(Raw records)
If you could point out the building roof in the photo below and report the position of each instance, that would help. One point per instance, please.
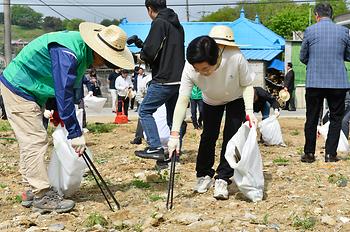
(257, 41)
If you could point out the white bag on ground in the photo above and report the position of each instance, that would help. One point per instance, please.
(270, 130)
(94, 103)
(343, 145)
(248, 170)
(66, 168)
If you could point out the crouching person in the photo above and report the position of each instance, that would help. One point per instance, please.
(49, 67)
(216, 65)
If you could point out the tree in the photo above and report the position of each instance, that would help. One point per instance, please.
(52, 24)
(72, 25)
(25, 16)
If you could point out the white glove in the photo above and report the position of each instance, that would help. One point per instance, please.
(173, 144)
(48, 114)
(277, 113)
(79, 144)
(251, 118)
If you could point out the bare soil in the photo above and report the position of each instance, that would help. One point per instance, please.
(298, 196)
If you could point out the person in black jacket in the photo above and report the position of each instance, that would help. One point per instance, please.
(164, 51)
(262, 102)
(289, 86)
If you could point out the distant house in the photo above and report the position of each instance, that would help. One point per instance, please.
(259, 44)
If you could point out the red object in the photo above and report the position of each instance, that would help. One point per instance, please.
(121, 118)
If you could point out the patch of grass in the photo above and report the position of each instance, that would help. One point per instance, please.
(140, 184)
(304, 223)
(280, 161)
(155, 197)
(94, 219)
(98, 128)
(294, 132)
(5, 126)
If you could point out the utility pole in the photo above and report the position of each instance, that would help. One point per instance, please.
(187, 11)
(7, 36)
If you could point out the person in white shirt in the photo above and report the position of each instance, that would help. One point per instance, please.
(123, 85)
(216, 65)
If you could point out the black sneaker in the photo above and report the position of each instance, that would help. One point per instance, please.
(136, 140)
(27, 198)
(52, 201)
(151, 153)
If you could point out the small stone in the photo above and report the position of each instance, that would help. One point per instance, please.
(328, 220)
(344, 220)
(187, 218)
(56, 227)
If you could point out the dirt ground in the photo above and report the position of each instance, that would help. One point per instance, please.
(297, 196)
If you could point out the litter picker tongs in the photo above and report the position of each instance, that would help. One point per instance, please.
(93, 169)
(169, 201)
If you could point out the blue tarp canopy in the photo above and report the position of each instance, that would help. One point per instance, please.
(276, 64)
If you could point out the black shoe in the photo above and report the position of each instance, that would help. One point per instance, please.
(137, 140)
(151, 153)
(331, 158)
(308, 158)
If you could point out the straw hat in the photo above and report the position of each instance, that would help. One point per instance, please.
(223, 35)
(109, 42)
(284, 95)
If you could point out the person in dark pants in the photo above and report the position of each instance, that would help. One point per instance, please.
(324, 49)
(164, 50)
(220, 70)
(289, 86)
(196, 100)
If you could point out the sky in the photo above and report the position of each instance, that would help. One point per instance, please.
(133, 14)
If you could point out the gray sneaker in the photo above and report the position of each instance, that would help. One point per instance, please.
(52, 201)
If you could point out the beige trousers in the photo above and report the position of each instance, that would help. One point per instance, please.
(26, 119)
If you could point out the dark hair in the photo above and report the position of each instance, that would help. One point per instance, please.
(202, 49)
(156, 5)
(324, 10)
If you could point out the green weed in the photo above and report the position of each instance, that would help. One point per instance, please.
(98, 128)
(140, 184)
(280, 161)
(304, 223)
(94, 219)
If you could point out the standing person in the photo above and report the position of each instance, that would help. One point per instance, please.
(123, 85)
(219, 69)
(196, 100)
(163, 49)
(324, 49)
(289, 86)
(50, 66)
(111, 87)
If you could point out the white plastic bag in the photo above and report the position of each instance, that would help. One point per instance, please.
(243, 155)
(343, 145)
(66, 168)
(94, 103)
(270, 130)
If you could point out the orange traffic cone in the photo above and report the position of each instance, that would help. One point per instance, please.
(121, 118)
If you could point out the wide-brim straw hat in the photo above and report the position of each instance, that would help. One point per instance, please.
(109, 42)
(223, 35)
(284, 95)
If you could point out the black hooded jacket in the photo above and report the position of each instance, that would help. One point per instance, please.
(164, 48)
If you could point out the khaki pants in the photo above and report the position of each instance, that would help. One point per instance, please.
(26, 119)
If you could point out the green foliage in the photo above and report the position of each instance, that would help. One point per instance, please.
(140, 184)
(100, 127)
(72, 25)
(52, 24)
(94, 219)
(304, 223)
(25, 16)
(280, 161)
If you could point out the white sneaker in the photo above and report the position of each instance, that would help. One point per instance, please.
(203, 184)
(221, 192)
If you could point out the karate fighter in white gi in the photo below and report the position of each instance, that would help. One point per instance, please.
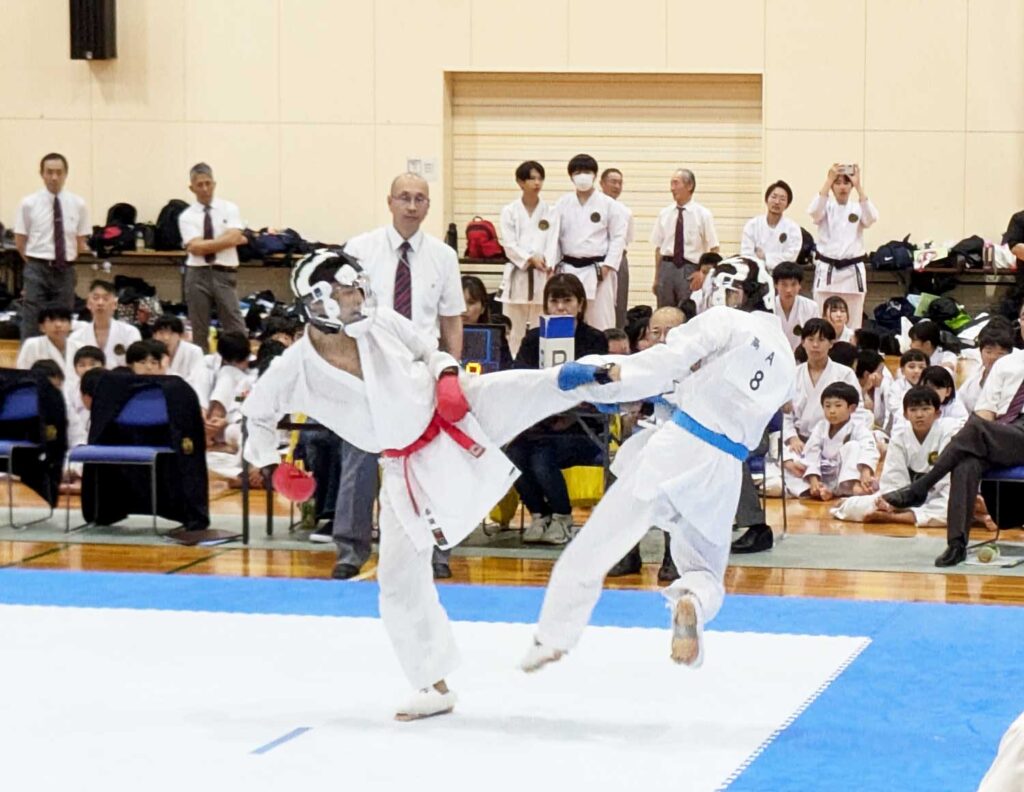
(368, 375)
(726, 373)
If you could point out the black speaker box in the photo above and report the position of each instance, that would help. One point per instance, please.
(93, 30)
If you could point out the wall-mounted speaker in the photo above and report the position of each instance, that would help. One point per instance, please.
(93, 30)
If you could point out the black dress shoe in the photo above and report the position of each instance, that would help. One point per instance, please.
(628, 565)
(953, 554)
(441, 571)
(344, 571)
(904, 498)
(756, 539)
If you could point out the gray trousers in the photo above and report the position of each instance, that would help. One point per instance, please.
(623, 295)
(674, 283)
(207, 289)
(353, 510)
(44, 285)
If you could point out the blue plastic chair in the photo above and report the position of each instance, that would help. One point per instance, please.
(759, 463)
(146, 408)
(20, 404)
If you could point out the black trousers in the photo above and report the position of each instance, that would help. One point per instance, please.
(977, 448)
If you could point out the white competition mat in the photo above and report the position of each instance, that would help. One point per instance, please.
(102, 699)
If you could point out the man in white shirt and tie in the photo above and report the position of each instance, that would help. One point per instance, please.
(684, 232)
(50, 230)
(611, 185)
(416, 275)
(211, 231)
(592, 238)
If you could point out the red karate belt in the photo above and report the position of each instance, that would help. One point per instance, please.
(434, 428)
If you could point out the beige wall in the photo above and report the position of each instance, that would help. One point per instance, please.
(306, 109)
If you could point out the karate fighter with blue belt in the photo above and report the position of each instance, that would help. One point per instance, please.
(726, 373)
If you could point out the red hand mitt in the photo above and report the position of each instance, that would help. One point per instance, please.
(294, 484)
(452, 405)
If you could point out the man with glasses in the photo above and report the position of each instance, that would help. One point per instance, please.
(416, 275)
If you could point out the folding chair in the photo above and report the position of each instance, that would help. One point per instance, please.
(759, 464)
(20, 404)
(147, 408)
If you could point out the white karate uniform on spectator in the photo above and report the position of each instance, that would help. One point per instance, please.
(779, 244)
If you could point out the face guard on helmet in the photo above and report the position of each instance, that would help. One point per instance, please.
(345, 302)
(741, 283)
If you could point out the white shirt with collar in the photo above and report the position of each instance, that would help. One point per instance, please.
(224, 215)
(433, 265)
(121, 336)
(698, 231)
(42, 348)
(1001, 384)
(780, 243)
(35, 220)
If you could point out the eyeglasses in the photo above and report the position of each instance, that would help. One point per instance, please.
(406, 198)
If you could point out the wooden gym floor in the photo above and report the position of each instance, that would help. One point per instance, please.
(804, 517)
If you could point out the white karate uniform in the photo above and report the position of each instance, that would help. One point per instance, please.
(841, 236)
(667, 476)
(807, 410)
(121, 336)
(439, 487)
(781, 243)
(188, 364)
(837, 458)
(524, 236)
(597, 227)
(42, 348)
(803, 309)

### SET PROBLEM
Repeat exactly the lines from the one containing "If you could point out the eyeglasses" through the last line of the records above, both included, and nothing else.

### OUTPUT BELOW
If you could point out the eyeglasses in the photo above and report the position of each instance, that would help. One point per instance, please.
(406, 198)
If you could point out the wooden gym floor in the photo above and report the position of each instance, that would help. One point per instance, please.
(804, 517)
If you could point out the white karate uniform in the photo above and report the position of each instance, that would help. One point per instance, please.
(841, 236)
(667, 476)
(807, 410)
(121, 336)
(439, 487)
(781, 243)
(188, 364)
(837, 458)
(524, 236)
(597, 227)
(42, 348)
(803, 309)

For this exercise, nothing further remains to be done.